=== Data entries ===
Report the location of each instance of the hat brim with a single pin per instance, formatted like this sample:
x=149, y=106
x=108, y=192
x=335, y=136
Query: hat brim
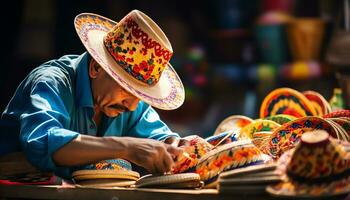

=== Work required ===
Please convert the rows above into a JSON list of strings, one string per line, with blank lines and pictures left out.

=== Response ===
[
  "Report the location of each instance of the hat brim with a single pin per instance, formatted like this sample:",
  "x=149, y=106",
  "x=108, y=192",
  "x=335, y=136",
  "Query: hat brim"
]